→ **Excerpted text**

· · · · ·

DS4 max fuel rates at X rpm

[SmithvilleD]

Does anyone have any documentation on DS4 max fuel rates at different rpms?

Say 2000, 2500, 3000, 3400 rpm?

I've heard the DS4 max rate is 89 mm3 @ 2000 rpm, but more like 70-75 mm3 @3400 rpm.

I'm trying to get a better understanding of what the practical limits of the common DS4 & aftermarket chip. I understand the fueling tables in the chip will dictate what the PCM calls for. I'm assuming the practical limit is the pump itself.

If anyone knows of a good reference on the DS4 capabilities, I'd love to hear about it.

 

[Missy Good Wench]

I have been told that the DS4 has a limit of about 92MM of fuel.
This is likely the limits placed on things by the mechanical parts.

The latest and greatest DS4 along with the tweeked up tricked out chip from Heath are supposed to get near this point.

The chip/ecm can be reprogramed to just about anything you want to stuff into the thing up to the limits of the IP itself.

The Plungers it would seem to me would be the bottleneck.

The Marine setups that Peninsular builds use either custom DB2 or DB4 Pumps to get the high HP that they advertise.

The DS4 is pretty well all in and done up near 90mm.
Considering that around 68-70 is around stock its not bad at all..


Not sure how the aftermarket chips have the fuel maps set up.

I have a Heath chip in the DaHooooley and it seems to dump enough in to make plenty of Black Smoke even with the Turbo master tightened down a fair bit.

You know, I would give Bill Heath a call and chat with him about this stuff. He is the Guru on the 6.5's when it comes to fueling with a DS pump.


Missy

 

[kojo]

Plungers travels same distance at all rpm's so pumps mechanical ability to pump should be same at all rpm's. Only problem is how to get enough long pulse to solenoid

 

[SmithvilleD]

Plungers travels same distance at all rpm's so pumps mechanical ability to pump should be same at all rpm's. Only problem is how to get enough long pulse to solenoid

This is why I'm wondering what the real world fueling limit at 3400 rpm/redline is?

· · · · ·

→ **Entries from a dataset**

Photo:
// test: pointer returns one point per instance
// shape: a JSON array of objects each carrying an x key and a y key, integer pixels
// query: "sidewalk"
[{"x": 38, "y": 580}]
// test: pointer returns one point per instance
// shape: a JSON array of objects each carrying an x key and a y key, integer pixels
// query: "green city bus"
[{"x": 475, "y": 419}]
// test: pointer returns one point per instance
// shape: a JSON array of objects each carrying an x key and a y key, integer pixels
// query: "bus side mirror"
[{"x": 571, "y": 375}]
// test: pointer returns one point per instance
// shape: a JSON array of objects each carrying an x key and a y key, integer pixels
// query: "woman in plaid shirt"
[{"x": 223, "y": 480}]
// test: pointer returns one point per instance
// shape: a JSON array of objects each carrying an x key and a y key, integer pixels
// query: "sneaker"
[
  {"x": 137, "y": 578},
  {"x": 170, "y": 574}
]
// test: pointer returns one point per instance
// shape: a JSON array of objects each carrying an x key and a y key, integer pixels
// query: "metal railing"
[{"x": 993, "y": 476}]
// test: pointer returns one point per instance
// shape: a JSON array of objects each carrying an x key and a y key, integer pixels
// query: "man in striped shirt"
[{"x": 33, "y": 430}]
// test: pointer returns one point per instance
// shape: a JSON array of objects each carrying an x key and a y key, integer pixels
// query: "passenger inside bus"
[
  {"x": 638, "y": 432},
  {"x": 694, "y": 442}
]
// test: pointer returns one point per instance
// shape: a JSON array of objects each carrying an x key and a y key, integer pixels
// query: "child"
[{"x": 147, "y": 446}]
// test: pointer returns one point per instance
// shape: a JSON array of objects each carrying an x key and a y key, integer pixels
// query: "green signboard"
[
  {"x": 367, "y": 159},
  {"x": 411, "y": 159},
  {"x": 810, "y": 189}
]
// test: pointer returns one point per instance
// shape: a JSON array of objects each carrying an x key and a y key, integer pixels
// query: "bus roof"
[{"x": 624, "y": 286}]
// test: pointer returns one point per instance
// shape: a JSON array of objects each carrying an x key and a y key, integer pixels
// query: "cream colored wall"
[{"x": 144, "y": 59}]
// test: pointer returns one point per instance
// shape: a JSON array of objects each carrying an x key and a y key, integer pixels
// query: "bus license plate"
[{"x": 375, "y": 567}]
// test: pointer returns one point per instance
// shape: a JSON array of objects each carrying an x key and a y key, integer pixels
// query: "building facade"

· · · · ·

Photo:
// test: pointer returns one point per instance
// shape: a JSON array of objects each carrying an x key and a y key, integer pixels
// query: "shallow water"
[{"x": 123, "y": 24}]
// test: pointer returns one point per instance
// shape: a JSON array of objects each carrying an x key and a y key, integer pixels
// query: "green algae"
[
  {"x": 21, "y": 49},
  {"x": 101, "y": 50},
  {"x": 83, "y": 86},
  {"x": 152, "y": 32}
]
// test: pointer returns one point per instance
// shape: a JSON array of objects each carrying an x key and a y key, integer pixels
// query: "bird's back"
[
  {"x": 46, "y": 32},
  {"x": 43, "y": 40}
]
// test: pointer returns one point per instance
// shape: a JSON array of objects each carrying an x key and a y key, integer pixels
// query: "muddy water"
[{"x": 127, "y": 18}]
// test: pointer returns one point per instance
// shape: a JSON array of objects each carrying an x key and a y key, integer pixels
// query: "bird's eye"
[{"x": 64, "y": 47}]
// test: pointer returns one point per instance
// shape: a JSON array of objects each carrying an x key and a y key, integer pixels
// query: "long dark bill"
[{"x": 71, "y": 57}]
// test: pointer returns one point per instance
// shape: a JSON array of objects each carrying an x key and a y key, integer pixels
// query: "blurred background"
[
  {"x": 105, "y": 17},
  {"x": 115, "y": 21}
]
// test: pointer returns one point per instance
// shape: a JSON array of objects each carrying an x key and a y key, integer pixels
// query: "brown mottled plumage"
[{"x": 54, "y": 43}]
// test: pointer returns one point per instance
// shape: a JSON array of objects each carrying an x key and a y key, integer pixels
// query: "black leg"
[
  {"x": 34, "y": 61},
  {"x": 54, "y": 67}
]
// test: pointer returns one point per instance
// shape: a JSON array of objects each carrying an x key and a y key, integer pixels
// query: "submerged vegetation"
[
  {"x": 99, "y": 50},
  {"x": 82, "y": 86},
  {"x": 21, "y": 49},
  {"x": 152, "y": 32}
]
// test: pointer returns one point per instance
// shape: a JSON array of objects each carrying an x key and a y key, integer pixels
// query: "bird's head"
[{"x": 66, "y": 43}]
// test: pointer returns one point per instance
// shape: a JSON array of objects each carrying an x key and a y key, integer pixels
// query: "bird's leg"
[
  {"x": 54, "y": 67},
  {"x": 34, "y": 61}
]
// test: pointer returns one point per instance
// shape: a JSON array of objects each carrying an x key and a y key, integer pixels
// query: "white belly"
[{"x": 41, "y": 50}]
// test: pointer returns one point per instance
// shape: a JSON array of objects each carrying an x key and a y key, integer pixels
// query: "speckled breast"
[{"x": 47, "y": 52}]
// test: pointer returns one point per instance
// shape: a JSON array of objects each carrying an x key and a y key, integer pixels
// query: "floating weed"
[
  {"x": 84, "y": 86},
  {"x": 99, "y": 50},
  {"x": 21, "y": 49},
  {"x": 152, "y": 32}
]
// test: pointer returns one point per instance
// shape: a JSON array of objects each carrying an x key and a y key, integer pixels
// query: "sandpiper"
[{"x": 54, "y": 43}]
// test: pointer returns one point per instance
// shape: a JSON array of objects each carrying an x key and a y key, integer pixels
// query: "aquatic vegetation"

· · · · ·

→ **Task instructions**
• A. Filter the rows above, keeping only the lines that contain the string "shirt". Case matters.
• B. Continue the forum thread on DS4 max fuel rates from the point where it ends.

→ **Final answers**
• A.
// query: "woman in plaid shirt"
// query: "man in striped shirt"

• B.
All the specs I've read including marine pumps show a somewhat lower rate for the highest rpm.

My guess is, it's the same as one big reason why all engine's torque curves fall off at some point, as rpms rise. Less & less time the valves are open. Less & less cylinder fill, so torque per pulse goes down.

 

[schiker]

Lets clarfiy a bit becasue this is a good question and leads to the often debated injector arguement.

A pump's output is usually stated in 92 mm^3/1000 strokes. And this is max capable. Is that 1000 revs of the IP and 500 crank revs ? But the fuel map or table is the PCM control of injection event. It monitors ECT, IAT, RPM, and APP. Then its suppose to control boost and fuel delivered to produce power and control emissions/economy/driveability/safety.

So everyone tweaks the table to thier tune of boost and safety margin for heat and the pumps ability to physically inject fuel in the aloted time AND the fuels ability to combust cleanly in the aloted time as the piston sweeps up and over TDC and down towards BDC. Also cleanly means with the right ratio of air so it doesn't burn too rich and build too much unproductive heat.

Injector orifice, timing, and boost are huge variables and makes quite a difference between 1700-1800 rpm vs 3300-3400.

So we probably need to know injectors for number comparisons.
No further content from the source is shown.